>> BEGIN Records provided

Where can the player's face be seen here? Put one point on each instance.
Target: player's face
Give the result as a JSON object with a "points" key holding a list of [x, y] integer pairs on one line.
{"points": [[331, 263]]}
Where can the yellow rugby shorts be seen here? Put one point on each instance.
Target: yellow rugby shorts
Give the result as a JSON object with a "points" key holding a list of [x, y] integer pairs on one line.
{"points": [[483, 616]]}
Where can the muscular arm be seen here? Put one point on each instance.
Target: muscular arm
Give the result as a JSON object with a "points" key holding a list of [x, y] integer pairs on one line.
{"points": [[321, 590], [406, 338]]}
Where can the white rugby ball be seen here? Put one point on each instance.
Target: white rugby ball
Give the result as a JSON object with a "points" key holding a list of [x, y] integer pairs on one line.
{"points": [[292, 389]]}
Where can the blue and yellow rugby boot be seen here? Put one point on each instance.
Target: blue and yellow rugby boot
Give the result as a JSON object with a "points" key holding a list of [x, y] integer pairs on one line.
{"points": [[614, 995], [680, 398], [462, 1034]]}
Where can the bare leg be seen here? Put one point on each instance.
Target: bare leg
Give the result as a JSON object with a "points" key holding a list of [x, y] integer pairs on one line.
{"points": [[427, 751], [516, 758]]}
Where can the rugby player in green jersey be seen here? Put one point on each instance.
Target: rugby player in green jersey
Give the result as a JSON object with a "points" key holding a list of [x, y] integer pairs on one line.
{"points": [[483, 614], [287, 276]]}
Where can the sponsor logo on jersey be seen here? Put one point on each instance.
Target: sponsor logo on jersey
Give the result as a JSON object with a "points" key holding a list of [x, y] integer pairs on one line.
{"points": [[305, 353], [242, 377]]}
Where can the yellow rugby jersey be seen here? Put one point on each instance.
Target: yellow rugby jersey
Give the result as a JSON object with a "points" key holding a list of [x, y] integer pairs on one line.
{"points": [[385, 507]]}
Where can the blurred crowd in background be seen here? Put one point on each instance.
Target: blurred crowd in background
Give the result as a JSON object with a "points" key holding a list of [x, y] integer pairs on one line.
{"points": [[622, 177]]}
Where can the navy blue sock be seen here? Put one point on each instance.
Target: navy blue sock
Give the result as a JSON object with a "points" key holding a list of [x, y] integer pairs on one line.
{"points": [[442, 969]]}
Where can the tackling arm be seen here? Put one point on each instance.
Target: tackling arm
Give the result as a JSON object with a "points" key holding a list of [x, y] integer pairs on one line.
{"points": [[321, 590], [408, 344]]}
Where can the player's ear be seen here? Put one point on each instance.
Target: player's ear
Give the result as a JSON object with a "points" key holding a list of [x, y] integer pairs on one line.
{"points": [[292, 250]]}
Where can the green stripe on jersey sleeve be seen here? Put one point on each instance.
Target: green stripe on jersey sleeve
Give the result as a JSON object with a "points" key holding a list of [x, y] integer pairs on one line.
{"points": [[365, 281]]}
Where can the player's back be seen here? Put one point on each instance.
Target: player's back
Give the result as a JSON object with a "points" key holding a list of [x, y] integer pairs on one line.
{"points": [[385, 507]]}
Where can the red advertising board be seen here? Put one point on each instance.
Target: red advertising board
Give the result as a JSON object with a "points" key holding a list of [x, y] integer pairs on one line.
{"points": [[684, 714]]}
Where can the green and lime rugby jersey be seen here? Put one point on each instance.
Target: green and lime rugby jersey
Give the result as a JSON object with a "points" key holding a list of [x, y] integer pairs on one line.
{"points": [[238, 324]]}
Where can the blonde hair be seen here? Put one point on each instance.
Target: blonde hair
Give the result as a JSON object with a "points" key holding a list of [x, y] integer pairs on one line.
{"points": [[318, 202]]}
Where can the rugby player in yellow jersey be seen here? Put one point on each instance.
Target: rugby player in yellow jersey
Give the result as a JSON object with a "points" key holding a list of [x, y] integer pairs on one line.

>> END Records provided

• Set task: Could you output every line of the listing above as a JSON array of strings, one string per line, with blank lines left out?

• Solution:
[
  "Where can the player's face be seen here? Put one point on each instance.",
  "Target: player's face",
  "Give the result as a JSON object with a \"points\" key holding a list of [x, y] integer pairs on one line.",
  "{\"points\": [[331, 263]]}",
  "Where can the yellow rugby shorts be seen here? Put one point on each instance.",
  "Target: yellow rugby shorts",
  "Give the result as a JSON object with a \"points\" key holding a list of [x, y] integer pairs on one line.",
  "{\"points\": [[483, 616]]}",
  "Where can the muscular arm be seen here? Put one point on each instance.",
  "Target: muscular arm",
  "Give the result as a JSON object with a \"points\" key holding a list of [x, y] integer pairs on one line.",
  "{\"points\": [[321, 590], [406, 338]]}",
  "Where can the white rugby ball be seen here? Put one point on each instance.",
  "Target: white rugby ball",
  "Give the result as a JSON object with a \"points\" key holding a list of [x, y] integer pairs on one line.",
  "{\"points\": [[292, 389]]}",
  "Where can the blue and yellow rugby boot be seen here? Put one point on each instance.",
  "Target: blue and yellow rugby boot",
  "Give the result as a JSON object with a \"points\" key holding a list of [x, y] integer pairs on one line.",
  "{\"points\": [[614, 995], [680, 398], [462, 1034]]}",
  "Where can the bare leg be seen here? Put one point on each instance.",
  "Target: bare leg",
  "Give the result as a JSON object with a \"points\" key holding a list of [x, y] integer pairs on one line.",
  "{\"points\": [[427, 751], [516, 758]]}",
  "Where can the rugby player in green jersey be seen here? Put one point on each instance.",
  "Target: rugby player in green jersey",
  "Give the result as a JSON object with a \"points\" key holding a list of [x, y] integer pairs on one line.",
  "{\"points\": [[483, 614], [287, 276]]}",
  "Where can the sponsor logo on jersey be seen here? Put one point on each instance.",
  "Target: sponsor logo on jersey",
  "Give the result as a JSON object with a \"points\" key holding a list of [x, y] integer pairs on one line.",
  "{\"points\": [[305, 353], [242, 377]]}",
  "Where can the yellow rugby jersey be seen here? Put one point on each instance.",
  "Target: yellow rugby jersey",
  "Give the result as a JSON object with a \"points\" key holding a list of [x, y] integer pairs on one line.",
  "{\"points\": [[385, 507]]}",
  "Where can the blurred crowd in background be seen here? Put one point on each instance.",
  "Target: blurred crowd in background",
  "Give the result as a JSON object with a \"points\" key holding a list of [x, y] integer pairs on one line.",
  "{\"points\": [[622, 177]]}",
  "Where can the navy blue sock be seen here? Put one point on each instance.",
  "Target: navy blue sock",
  "Give the result as a JSON object with a \"points\" key holding a list of [x, y] integer pairs on one line.",
  "{\"points\": [[442, 969]]}",
  "Where can the tackling arm be seen here? Put one point on each instance.",
  "Target: tackling arm",
  "Give the result as a JSON object with a \"points\" key holding a list of [x, y] integer pairs on one line.",
  "{\"points\": [[321, 590], [408, 344]]}",
  "Where can the player's ear be seen here? Put one point on each instance.",
  "Target: player's ear",
  "Give the result as a JSON object with a \"points\" key holding a list of [x, y] integer pairs on one line.",
  "{\"points\": [[292, 250]]}",
  "Where can the green stripe on jersey sleeve be seen here? Put one point on each instance.",
  "Target: green stripe on jersey sleeve",
  "Give the result as a JSON object with a \"points\" key holding a list of [x, y] integer pairs on one line.",
  "{\"points\": [[365, 281]]}",
  "Where can the player's back be seen here? Put one point on each instance.",
  "Target: player's back",
  "Give the result as a JSON object with a \"points\" key holding a list of [x, y] integer pairs on one line.",
  "{\"points\": [[385, 507]]}",
  "Where can the red advertising board be seen here? Put one point on each instance.",
  "Target: red advertising board",
  "Give the result as a JSON object with a \"points\" key holding a list of [x, y] integer pairs on one line.",
  "{\"points\": [[684, 714]]}",
  "Where can the green and lime rugby jersey be seen here? Put one point on each instance.",
  "Target: green and lime rugby jersey",
  "Give the result as a JSON object with a \"points\" key holding a list of [x, y] integer pairs on one line.",
  "{\"points\": [[238, 324]]}",
  "Where can the blonde hair be seen here? Put one point on each instance.",
  "Target: blonde hair",
  "Give the result as a JSON object with a \"points\" key holding a list of [x, y] integer pairs on one line.",
  "{\"points\": [[318, 202]]}",
  "Where can the rugby player in yellow jersey be seen here? Put one point on each instance.",
  "Target: rugby player in yellow jersey",
  "Give the result as a JSON object with a \"points\" key holding a list of [x, y] integer pairs on one line."
]